### WORK TO COMPLETE:
Transcribe the records below exactly.

### RECORDS:
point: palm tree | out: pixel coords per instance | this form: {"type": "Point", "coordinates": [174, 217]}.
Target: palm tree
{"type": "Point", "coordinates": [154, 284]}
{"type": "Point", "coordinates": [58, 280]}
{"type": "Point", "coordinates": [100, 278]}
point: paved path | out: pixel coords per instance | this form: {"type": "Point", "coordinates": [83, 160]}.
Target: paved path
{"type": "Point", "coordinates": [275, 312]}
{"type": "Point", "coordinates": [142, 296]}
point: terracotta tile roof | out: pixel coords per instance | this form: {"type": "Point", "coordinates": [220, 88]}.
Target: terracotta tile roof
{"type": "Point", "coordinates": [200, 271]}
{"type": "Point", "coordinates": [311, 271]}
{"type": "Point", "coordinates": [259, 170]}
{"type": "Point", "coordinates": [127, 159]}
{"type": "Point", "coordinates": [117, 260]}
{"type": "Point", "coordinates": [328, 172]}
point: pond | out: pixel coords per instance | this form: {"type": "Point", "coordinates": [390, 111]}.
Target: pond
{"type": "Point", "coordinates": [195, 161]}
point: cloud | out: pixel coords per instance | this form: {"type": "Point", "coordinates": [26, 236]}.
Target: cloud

### FULL SOLUTION:
point: palm tree | out: pixel coords per instance | this form: {"type": "Point", "coordinates": [174, 217]}.
Target: palm tree
{"type": "Point", "coordinates": [154, 284]}
{"type": "Point", "coordinates": [58, 280]}
{"type": "Point", "coordinates": [100, 278]}
point: paved path | out: pixel coords per instance | this form: {"type": "Point", "coordinates": [83, 160]}.
Target: paved path
{"type": "Point", "coordinates": [275, 312]}
{"type": "Point", "coordinates": [142, 296]}
point: terracotta tile roof | out: pixel coords per instance | this form: {"type": "Point", "coordinates": [220, 88]}.
Target: terracotta tile roof
{"type": "Point", "coordinates": [200, 271]}
{"type": "Point", "coordinates": [311, 271]}
{"type": "Point", "coordinates": [259, 170]}
{"type": "Point", "coordinates": [127, 159]}
{"type": "Point", "coordinates": [117, 260]}
{"type": "Point", "coordinates": [328, 172]}
point: pond | out: pixel coords per instance | this form: {"type": "Point", "coordinates": [390, 111]}.
Target: pond
{"type": "Point", "coordinates": [195, 161]}
point: cloud | out: pixel coords per instance | this form: {"type": "Point", "coordinates": [26, 236]}.
Target: cloud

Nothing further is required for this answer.